◆ EXERCISE PROMPT: Copy out the records below, from the line containing "TARGET = curly wool on forehead" through the end of the records, and leave the pictures out of your copy.
----------------------------------------
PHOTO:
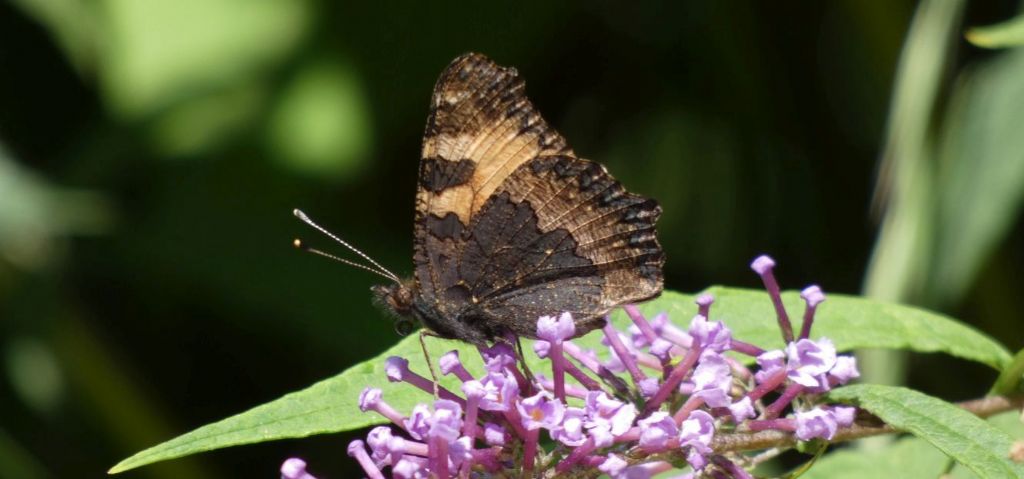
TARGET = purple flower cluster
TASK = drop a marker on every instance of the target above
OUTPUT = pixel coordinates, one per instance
(662, 393)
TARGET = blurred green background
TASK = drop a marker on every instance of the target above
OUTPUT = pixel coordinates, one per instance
(151, 154)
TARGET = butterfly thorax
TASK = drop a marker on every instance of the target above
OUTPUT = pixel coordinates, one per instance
(404, 301)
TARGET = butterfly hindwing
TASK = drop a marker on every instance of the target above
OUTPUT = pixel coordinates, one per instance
(511, 225)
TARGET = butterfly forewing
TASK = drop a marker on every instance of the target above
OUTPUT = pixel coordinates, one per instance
(511, 225)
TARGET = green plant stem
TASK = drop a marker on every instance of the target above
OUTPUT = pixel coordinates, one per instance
(1010, 379)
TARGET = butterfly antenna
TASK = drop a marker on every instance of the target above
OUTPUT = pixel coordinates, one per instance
(302, 246)
(298, 244)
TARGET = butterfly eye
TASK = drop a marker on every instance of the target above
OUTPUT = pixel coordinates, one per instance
(403, 327)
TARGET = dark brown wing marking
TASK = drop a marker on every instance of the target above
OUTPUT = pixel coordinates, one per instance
(479, 114)
(596, 220)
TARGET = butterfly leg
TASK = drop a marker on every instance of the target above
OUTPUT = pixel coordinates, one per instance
(424, 333)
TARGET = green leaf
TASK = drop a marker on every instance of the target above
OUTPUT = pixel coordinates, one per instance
(331, 405)
(1010, 33)
(980, 183)
(907, 458)
(961, 435)
(1010, 379)
(852, 322)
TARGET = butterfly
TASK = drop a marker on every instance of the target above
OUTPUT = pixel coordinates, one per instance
(511, 224)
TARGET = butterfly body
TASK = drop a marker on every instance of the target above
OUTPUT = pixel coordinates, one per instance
(512, 225)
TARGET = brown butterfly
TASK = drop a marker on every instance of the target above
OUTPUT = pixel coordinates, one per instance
(510, 224)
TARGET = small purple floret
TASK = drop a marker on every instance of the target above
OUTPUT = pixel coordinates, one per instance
(612, 466)
(656, 430)
(711, 335)
(697, 432)
(494, 434)
(713, 380)
(295, 468)
(570, 432)
(808, 361)
(551, 329)
(541, 410)
(395, 368)
(815, 423)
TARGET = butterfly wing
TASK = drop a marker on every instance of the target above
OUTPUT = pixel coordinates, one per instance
(511, 224)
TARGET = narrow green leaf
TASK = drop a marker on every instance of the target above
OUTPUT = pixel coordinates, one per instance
(961, 435)
(908, 458)
(331, 405)
(852, 322)
(1010, 379)
(1010, 33)
(981, 182)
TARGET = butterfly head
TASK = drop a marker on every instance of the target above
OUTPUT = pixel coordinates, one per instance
(395, 297)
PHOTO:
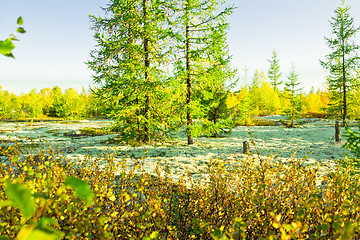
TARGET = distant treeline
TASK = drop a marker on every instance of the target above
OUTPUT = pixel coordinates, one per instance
(255, 99)
(55, 102)
(260, 98)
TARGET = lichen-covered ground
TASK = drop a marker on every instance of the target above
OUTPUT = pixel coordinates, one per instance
(313, 139)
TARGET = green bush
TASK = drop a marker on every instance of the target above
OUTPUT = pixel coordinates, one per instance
(247, 198)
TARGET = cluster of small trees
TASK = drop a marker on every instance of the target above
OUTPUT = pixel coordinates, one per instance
(48, 103)
(261, 97)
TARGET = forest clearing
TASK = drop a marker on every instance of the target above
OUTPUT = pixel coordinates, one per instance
(170, 141)
(313, 139)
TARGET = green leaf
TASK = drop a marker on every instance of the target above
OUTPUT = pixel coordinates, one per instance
(154, 235)
(20, 21)
(21, 30)
(81, 188)
(22, 197)
(6, 47)
(31, 233)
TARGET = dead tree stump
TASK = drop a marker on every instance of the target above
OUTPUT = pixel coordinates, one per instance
(337, 131)
(246, 147)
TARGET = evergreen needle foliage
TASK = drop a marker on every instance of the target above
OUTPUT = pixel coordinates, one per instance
(274, 73)
(342, 61)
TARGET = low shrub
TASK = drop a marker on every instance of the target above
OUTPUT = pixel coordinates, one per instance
(247, 198)
(322, 115)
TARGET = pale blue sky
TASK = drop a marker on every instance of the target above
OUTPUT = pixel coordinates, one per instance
(59, 39)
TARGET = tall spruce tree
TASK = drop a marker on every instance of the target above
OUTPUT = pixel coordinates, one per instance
(274, 73)
(201, 33)
(343, 60)
(129, 66)
(292, 89)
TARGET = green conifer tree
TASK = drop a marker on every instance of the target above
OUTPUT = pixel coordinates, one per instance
(129, 65)
(274, 73)
(201, 33)
(292, 89)
(343, 59)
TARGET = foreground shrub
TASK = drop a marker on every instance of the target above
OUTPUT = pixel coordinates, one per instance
(248, 198)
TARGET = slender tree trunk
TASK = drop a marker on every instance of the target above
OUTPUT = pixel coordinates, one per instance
(188, 79)
(147, 65)
(344, 89)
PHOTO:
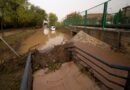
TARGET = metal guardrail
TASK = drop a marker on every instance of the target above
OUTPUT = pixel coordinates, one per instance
(73, 48)
(26, 83)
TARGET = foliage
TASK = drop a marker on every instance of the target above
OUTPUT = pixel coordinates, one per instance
(52, 19)
(73, 18)
(20, 13)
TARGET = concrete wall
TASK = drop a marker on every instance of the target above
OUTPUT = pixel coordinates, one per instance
(118, 39)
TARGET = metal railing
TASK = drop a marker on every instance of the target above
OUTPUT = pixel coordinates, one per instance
(73, 49)
(26, 83)
(102, 15)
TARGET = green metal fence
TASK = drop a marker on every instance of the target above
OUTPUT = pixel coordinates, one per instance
(102, 15)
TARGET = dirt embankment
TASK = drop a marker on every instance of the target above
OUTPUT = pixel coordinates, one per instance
(51, 59)
(11, 67)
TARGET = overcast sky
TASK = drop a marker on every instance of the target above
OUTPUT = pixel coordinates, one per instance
(63, 7)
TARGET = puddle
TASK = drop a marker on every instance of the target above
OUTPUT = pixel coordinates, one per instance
(54, 38)
(44, 39)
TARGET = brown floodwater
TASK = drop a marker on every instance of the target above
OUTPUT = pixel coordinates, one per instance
(43, 40)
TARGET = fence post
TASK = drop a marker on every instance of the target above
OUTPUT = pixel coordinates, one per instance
(104, 15)
(85, 21)
(127, 87)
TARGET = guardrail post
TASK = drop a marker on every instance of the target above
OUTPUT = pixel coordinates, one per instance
(104, 15)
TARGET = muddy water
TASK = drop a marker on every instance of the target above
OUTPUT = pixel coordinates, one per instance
(43, 40)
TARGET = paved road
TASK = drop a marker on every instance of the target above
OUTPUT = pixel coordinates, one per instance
(68, 77)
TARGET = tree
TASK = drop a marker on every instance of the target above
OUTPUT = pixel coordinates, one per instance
(52, 19)
(20, 13)
(73, 18)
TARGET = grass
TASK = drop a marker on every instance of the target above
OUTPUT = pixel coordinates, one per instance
(11, 67)
(16, 39)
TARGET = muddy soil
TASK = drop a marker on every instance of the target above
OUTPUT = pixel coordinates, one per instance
(11, 73)
(51, 59)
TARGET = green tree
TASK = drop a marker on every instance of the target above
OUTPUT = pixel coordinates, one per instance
(52, 19)
(73, 18)
(20, 13)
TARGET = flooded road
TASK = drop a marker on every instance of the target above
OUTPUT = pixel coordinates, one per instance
(43, 40)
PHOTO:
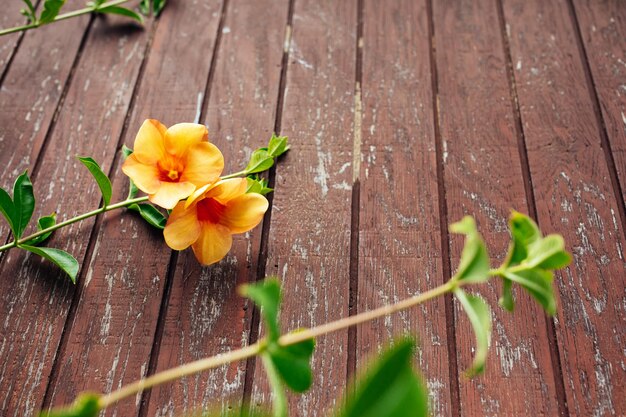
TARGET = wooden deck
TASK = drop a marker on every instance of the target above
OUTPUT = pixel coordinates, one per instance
(403, 115)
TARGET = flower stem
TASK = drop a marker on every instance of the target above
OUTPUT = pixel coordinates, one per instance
(63, 16)
(286, 340)
(78, 218)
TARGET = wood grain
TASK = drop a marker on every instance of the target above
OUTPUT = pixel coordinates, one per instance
(310, 229)
(483, 178)
(400, 244)
(111, 340)
(205, 315)
(575, 198)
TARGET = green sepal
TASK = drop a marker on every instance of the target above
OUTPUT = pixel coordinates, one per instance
(62, 259)
(266, 294)
(293, 363)
(104, 183)
(260, 161)
(390, 387)
(23, 202)
(85, 405)
(150, 214)
(42, 224)
(51, 9)
(474, 263)
(479, 315)
(277, 145)
(122, 11)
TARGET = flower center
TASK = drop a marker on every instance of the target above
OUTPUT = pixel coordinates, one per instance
(210, 210)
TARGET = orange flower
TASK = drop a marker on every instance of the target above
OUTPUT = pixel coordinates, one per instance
(169, 164)
(211, 215)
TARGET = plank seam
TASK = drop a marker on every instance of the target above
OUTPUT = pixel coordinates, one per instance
(255, 317)
(555, 355)
(602, 130)
(455, 393)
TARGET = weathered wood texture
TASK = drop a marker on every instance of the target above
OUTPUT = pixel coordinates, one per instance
(205, 315)
(399, 243)
(574, 196)
(310, 228)
(422, 111)
(483, 177)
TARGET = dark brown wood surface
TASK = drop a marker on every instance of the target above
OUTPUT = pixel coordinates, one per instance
(403, 116)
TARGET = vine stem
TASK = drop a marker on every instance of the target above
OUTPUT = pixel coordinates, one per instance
(78, 218)
(286, 340)
(63, 16)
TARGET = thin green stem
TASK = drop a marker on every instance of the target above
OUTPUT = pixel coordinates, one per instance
(279, 403)
(63, 16)
(78, 218)
(286, 340)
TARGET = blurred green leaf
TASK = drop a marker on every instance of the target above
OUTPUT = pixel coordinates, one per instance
(85, 405)
(62, 259)
(266, 294)
(474, 263)
(260, 161)
(51, 9)
(538, 283)
(8, 210)
(479, 314)
(42, 224)
(104, 183)
(122, 11)
(389, 388)
(293, 364)
(150, 214)
(277, 145)
(24, 203)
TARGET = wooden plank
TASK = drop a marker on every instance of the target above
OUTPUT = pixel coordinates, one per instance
(483, 178)
(400, 240)
(603, 32)
(34, 302)
(111, 339)
(574, 197)
(205, 315)
(310, 234)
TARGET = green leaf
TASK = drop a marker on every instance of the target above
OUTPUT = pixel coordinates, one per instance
(150, 214)
(293, 364)
(104, 183)
(122, 11)
(62, 259)
(538, 283)
(42, 224)
(259, 186)
(24, 203)
(266, 294)
(474, 264)
(85, 405)
(277, 145)
(8, 210)
(507, 301)
(259, 161)
(548, 253)
(479, 316)
(51, 9)
(389, 388)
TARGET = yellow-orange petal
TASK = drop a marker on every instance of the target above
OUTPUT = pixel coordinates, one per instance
(226, 190)
(244, 212)
(170, 193)
(145, 177)
(180, 137)
(213, 243)
(149, 147)
(204, 164)
(182, 228)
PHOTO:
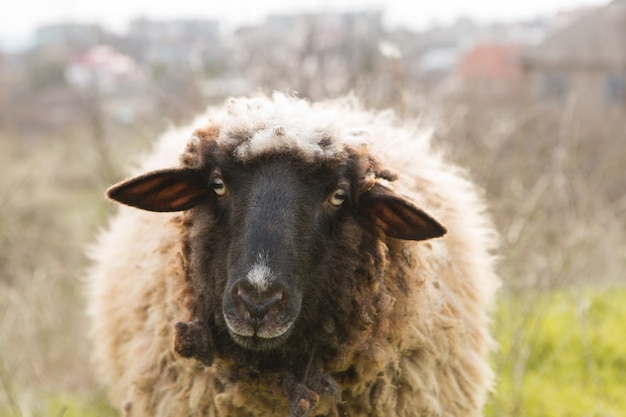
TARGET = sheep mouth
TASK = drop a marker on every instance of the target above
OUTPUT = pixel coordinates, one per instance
(258, 338)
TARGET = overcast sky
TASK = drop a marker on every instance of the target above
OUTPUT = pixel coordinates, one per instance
(22, 16)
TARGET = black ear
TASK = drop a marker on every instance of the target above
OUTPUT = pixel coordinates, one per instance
(164, 190)
(397, 216)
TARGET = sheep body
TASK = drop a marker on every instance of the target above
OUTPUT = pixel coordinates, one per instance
(419, 341)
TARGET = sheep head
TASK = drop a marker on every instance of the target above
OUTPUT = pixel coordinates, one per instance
(264, 228)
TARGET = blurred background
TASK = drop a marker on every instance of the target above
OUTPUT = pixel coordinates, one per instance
(529, 97)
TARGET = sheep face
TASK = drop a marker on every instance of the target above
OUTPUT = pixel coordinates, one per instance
(264, 229)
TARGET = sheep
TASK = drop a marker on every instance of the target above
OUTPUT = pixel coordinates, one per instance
(295, 259)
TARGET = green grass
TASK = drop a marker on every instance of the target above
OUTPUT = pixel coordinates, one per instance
(562, 354)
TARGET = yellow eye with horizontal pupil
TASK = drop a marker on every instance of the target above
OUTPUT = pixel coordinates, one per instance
(338, 197)
(218, 186)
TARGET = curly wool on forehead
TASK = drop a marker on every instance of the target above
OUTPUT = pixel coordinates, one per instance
(260, 125)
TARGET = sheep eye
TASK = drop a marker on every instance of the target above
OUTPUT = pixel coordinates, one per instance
(338, 197)
(218, 186)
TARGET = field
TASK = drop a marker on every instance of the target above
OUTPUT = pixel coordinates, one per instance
(557, 201)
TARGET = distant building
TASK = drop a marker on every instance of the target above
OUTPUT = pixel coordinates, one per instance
(585, 60)
(492, 69)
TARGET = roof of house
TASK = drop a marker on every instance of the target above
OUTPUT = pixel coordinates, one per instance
(597, 39)
(490, 61)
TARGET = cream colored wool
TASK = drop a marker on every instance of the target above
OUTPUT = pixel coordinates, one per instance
(425, 350)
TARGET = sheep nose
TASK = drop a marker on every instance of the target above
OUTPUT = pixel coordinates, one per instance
(258, 304)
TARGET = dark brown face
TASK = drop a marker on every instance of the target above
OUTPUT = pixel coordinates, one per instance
(264, 233)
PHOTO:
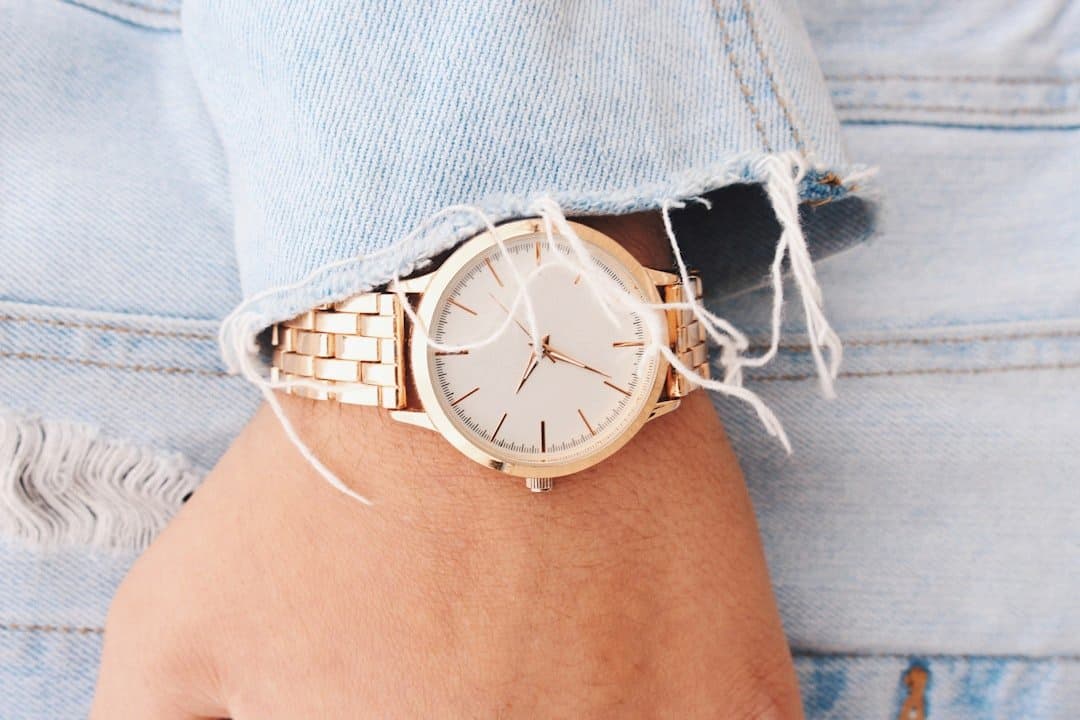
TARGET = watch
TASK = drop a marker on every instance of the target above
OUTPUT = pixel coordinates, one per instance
----------------------------------------
◆ WRITTEN ANSWER:
TARGET = curly wool on forehead
TASK = drop a marker on every instance of the target above
OUTPUT = pixel coordinates, one per instance
(260, 125)
TARGET = sheep eye
TASK = drop a marker on every instance of the target above
OUTPUT = pixel coordinates, one per instance
(338, 197)
(218, 186)
TARGET = field
TASK = drop a marker on every instance of the target above
OUTPUT = pixel coordinates, one per instance
(557, 201)
TARGET = distant building
TASK = drop a marker on every instance of the target above
OUTPUT = pixel coordinates, one per instance
(585, 60)
(492, 69)
TARGET = roof of house
TASK = drop a marker on every instance of the target above
OUTPUT = pixel coordinates, one per instance
(597, 39)
(490, 61)
TARGET = cream colored wool
TASK = drop a marker on every instance of the target above
OUTPUT = pixel coordinates, one per instance
(425, 350)
TARGET = sheep nose
TASK = drop a marker on every instance of the target above
OUTPUT = pixel coordinates, one per instance
(258, 304)
TARGET = dark brown face
TASK = drop a marker on every instance of the target above
OUTPUT = pixel coordinates, one per instance
(264, 233)
PHOTO:
TARGET = watch
TASK = drop a marker on every instance of the target above
OUTPUT = pixel coordinates, one per instance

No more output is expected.